St Mirren won’t throw in the towel until they are arithmetically down but Sutton did not look like a man of a mind to focus on the positives as he picked over the bones of another bad day at the office.

“The way we played was a disaster,” said the striker who had a first-half header cleared off the goal line. “It followed on from the end of the Morton game last week [when they lost a last-minute equaliser]. We are where we are – bottom of the league.

“The club has a good stadium and we can take in more than 3,000 fans, which is more than some Premiership clubs. So there is this expectation that we will get ourselves out of trouble. But unless the 11 players on the pitch are doing the business, you’re not going to get out of it. We are still well adrift at the bottom of the league. There’s no other way of looking at it – it would be a disaster if it stays that way.

“At the start of the season, we looked at our squad and fancied our chances of being up the other end of the table. That hasn’t materialised and it has just spiralled from there. The potential for the club is clearly there, but nothing’s going to change unless the 11 guys on the pitch start producing.

“It’s so disappointing because the club clearly has a lot of potential. But, unless we pull our finger out, that’s all academic.”

St Mirren hit the crossbar through Kyle McAllister in the second half but lost soft goals to Stephen Dobbie and Joe Thomas before Gary MacKenzie put through his own net.

“We are conceding cheap goals and not looking like scoring at the other end of the pitch. You can’t really take too many positives, to be honest. The reality is that we are nowhere near the level we should be at in terms of our performances. It’s not a time to go hiding. Some teams have escaped from this kind of trouble before and we need to believe in ourselves than we can do it as well.

But did we get crosses into the box? No. Did we trouble their keeper? No. Did they look like scoring when they went down the other end? Yeah. Those aren’t good omens for us.”

*Job A:* According to the St Mirren report, why is there an expectation that the club will get itself out of trouble? Answer in one to three sentences.
*Job B:* Write out the part of the St Mirren report starting with "St Mirren won’t" and going on through "are – bottom of the league.".
*Job C:* Using the St Mirren report, say whether each statement agrees with it. For each one, answer yes or no and quote the words from the report that decide it. (i) Kyle McAllister hit the crossbar for St Mirren in the second half. (ii) Sutton had a header cleared off the goal line in the second half. (iii) St Mirren are second from bottom of the league.
Rely only on the St Mirren report for what comes next.

*Entries shown:*
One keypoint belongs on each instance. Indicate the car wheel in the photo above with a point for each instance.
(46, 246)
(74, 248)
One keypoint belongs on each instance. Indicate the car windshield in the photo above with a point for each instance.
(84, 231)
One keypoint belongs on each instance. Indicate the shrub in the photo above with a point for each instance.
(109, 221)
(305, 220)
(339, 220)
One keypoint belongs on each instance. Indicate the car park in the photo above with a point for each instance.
...
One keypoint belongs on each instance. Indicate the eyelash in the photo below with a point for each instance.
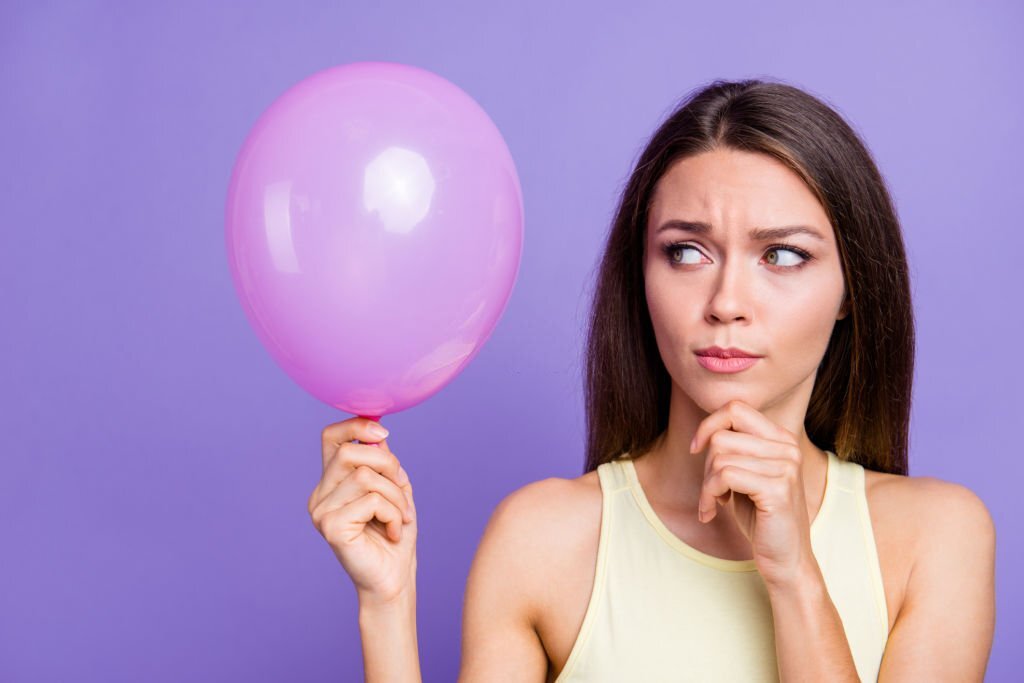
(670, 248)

*Correct output A:* The club has a good stadium that can take in more than 3,000 fans, which is more than some Premiership clubs hold. Because of this, people expect the club to get itself out of trouble.

*Correct output B:*
St Mirren won’t throw in the towel until they are arithmetically down but Sutton did not look like a man of a mind to focus on the positives as he picked over the bones of another bad day at the office.

“The way we played was a disaster,” said the striker who had a first-half header cleared off the goal line. “It followed on from the end of the Morton game last week [when they lost a last-minute equaliser]. We are where we are – bottom of the league.

*Correct output C:*
(i) Yes: "St Mirren hit the crossbar through Kyle McAllister in the second half"
(ii) No: "had a first-half header cleared off the goal line"
(iii) No: "We are where we are – bottom of the league."